Der Wassermann, 1/91, S. 22-27

 

Dr. Jan Erik Sigdell, Basel

Rückführungen zu hypothetischen früheren Leben

 

Die Wirklichkeitsfrage

Die Frage ist immer wieder aufgeworfen worden, inwiefern die Erlebnisse in Rückführungen wirklich aus früheren Leben stammen. Es soll von vornherein gesagt sein, dass man die Reinkarnation nicht beweisen kann, genauso wenig wie sie widerlegbar ist. Der Glaube hat seinen natürlichen Platz, und darüber hinaus geht es um Indizien, nicht um strikte Beweise. Denn ein Beweis erfordert, dass alle alternativen Erklärungsmöglichkeiten mit Sicherheit ausgeschlossen sind, und das ist nie möglich – weder wenn man die Reinkarnation nachweisen will, noch wenn man Argumente für ihre Ablehnung sucht.

Die Argumentation, dass es sich bei Rückführungen nur um Fantasieprodukte handele, ist wiederholt vorgelegt worden. 1988 wurde ein ganzes Heft [1] in wesentlichen Teilen dieser Auffassung sowie der Infragestellung der individuellen Reinkarnation überhaupt gewidmet. Eine sachliche Gegenargumentation wurde von der zuständigen Redaktion zurückgewiesen, mit der Begründung, dass es ihr um gerade diese ihre Meinung ginge, und dass sie zu Ausgewogenheit nicht verpflichtet sei! Eine ähnliche Argumentation gegen Rückführungserlebnisse wurde in einer schwedischen Zeitschrift veröffentlicht [2}. Hier reagierte die Redaktion aber – trotz anderer Meinung zum Thema – positiv auf eine Gegendarstellung und ließ sogar eine sinnvolle Debatte entstehen, in der Argumente beider Anschauungen in sehr sachdienlicher Weise und demokratisch zur Sprache kamen [3,4,5]. Die folgende Diskussion basiert im Wesentlichen auf Beiträgen des Verfassers zu jener Debatte.

Rückführungen zu einem Kindheitserlebnis in diesem Leben sind in Psychologie und Wissenschaft allgemein anerkannt. Es handelt sich ja dabei um Fakten, die leicht kontrollierbar sind und ein vorgefasstes Weltbild nicht bedrohen. Man weiß auch, dass – wenn in dieser Weise ein verdrängtes Kindheitstrauma nochmals gefühlsmäßig durchlebt wird – dies ein entscheidender Schritt zur Lösung von daraus entstandenen Problemen sein kann. Was im unbewussten Ich verdrängt und versteckt liegt, hat offenbar eine sonderbare Macht über unser Verhalten und unsere Reaktionen. Wird es hervorgeholt und losgelassen, kann dies sehr befreiend sein. Führt dagegen die Rückführung in ein angebliches früheres Leben, darf sie für viele nicht wahr sein, nicht einmal dann, wenn das Erlebnis genauso befreiend wirkt. Auch wenn ein persönliches Problem dadurch gelöst wird, darf es doch nur ein Symboldrama sein, wenn nicht gar Fantasie ...

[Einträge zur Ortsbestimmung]
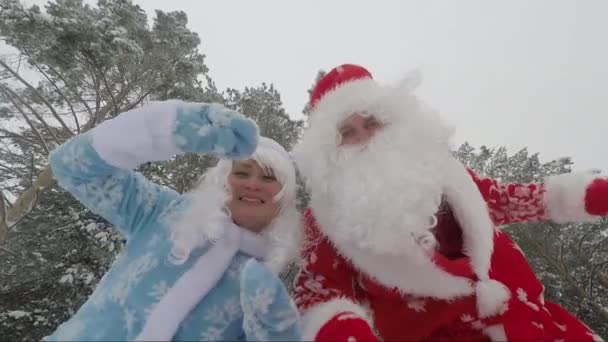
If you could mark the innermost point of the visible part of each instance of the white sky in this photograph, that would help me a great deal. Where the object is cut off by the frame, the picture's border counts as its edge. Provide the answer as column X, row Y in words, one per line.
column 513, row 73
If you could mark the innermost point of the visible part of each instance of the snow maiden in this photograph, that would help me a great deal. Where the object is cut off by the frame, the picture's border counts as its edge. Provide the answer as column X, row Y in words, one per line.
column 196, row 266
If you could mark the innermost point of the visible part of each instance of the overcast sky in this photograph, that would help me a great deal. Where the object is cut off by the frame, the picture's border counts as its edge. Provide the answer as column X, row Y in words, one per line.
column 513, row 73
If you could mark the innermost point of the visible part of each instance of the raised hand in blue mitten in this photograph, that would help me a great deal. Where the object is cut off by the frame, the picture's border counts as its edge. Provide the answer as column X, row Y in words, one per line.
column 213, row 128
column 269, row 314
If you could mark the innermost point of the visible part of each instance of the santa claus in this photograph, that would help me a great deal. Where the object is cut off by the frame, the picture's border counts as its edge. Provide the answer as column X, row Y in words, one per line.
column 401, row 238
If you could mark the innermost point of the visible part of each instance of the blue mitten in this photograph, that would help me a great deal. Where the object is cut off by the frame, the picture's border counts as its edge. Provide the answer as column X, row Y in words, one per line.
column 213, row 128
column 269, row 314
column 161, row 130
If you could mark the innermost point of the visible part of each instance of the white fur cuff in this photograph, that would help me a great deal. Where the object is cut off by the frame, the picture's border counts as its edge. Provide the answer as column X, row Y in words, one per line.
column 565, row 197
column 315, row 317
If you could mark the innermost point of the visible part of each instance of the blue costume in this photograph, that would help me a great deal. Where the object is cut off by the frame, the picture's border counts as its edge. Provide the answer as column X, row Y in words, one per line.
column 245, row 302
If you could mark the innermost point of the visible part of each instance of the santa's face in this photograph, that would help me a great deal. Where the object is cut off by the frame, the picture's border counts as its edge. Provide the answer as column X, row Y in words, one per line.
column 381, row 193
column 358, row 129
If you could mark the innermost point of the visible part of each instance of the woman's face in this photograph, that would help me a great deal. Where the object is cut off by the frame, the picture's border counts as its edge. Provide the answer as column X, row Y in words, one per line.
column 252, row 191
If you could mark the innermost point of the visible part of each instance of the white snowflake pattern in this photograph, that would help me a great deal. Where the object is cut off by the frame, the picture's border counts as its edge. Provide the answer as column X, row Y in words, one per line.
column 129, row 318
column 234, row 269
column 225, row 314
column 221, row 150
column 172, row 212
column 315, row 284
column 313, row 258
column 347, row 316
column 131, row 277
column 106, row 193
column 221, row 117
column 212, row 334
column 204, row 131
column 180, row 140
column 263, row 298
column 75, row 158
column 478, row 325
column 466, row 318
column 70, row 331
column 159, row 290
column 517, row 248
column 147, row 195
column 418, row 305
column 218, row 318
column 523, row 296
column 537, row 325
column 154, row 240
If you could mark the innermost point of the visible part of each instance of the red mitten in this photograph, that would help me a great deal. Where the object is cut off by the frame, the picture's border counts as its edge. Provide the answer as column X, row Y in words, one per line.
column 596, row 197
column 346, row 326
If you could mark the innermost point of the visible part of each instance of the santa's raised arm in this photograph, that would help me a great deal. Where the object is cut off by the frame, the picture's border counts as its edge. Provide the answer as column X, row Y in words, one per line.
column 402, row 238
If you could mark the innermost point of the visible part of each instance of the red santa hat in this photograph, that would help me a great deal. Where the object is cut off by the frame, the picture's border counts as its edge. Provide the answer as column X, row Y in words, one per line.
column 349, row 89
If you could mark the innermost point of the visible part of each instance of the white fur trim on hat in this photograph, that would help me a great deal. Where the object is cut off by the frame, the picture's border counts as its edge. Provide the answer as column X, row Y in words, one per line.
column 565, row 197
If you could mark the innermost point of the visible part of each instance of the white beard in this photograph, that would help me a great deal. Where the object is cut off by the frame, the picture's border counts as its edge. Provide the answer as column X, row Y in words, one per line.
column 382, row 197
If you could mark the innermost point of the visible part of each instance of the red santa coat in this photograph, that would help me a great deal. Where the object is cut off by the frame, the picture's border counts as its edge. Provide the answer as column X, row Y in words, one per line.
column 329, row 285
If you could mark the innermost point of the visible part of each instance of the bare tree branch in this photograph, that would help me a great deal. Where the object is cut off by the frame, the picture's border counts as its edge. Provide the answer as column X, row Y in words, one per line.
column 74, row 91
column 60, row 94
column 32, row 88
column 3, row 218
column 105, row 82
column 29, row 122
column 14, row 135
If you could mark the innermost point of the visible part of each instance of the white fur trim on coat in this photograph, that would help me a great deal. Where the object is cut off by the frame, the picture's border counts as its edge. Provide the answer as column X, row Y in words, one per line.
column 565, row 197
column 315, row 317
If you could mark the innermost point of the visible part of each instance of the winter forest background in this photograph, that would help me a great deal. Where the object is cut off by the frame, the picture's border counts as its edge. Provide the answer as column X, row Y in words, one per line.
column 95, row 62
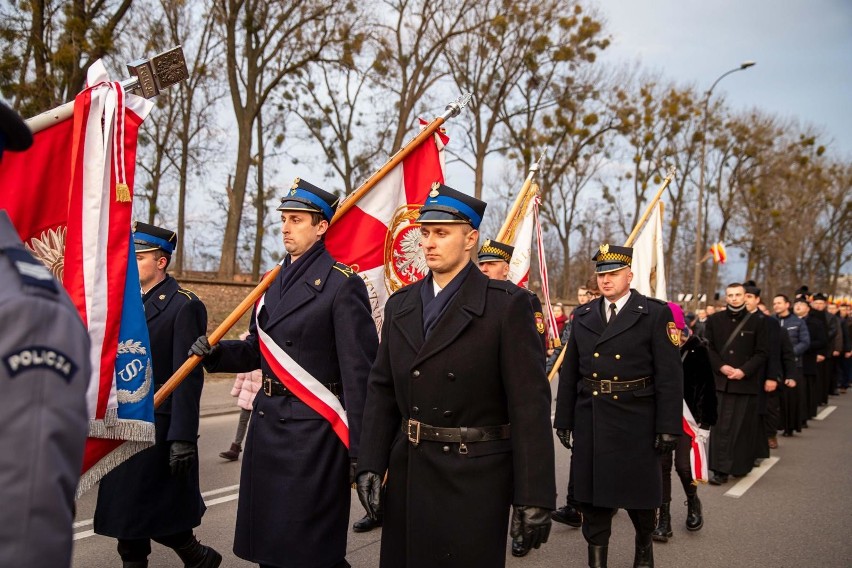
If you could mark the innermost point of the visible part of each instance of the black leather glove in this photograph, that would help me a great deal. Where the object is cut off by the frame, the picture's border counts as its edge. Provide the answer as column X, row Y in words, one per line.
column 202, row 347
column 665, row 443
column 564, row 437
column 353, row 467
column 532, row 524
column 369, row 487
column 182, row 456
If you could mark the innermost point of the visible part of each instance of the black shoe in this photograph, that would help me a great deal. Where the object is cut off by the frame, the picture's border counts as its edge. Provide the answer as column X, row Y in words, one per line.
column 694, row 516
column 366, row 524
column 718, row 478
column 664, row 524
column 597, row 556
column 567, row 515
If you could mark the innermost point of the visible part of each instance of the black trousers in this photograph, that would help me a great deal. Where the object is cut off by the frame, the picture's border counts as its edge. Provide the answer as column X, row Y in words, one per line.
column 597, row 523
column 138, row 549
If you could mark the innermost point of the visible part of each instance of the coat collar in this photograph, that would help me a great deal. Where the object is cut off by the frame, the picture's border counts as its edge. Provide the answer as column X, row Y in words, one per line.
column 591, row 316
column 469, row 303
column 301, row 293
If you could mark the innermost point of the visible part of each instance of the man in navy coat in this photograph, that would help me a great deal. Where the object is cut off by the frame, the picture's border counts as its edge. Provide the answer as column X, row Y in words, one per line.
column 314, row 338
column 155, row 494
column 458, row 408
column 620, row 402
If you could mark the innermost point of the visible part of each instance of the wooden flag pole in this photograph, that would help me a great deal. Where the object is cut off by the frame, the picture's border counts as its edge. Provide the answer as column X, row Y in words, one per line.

[Aufgabenstellung] Übersetze bitte diesen Satz aus dem Text über Rückführungen ins Englische: „Was im unbewussten Ich verdrängt und versteckt liegt, hat offenbar eine sonderbare Macht über unser Verhalten und unsere Reaktionen.“

[Ergebnis] Whatever lies repressed and hidden in the unconscious self evidently has a strange power over our behavior and our reactions.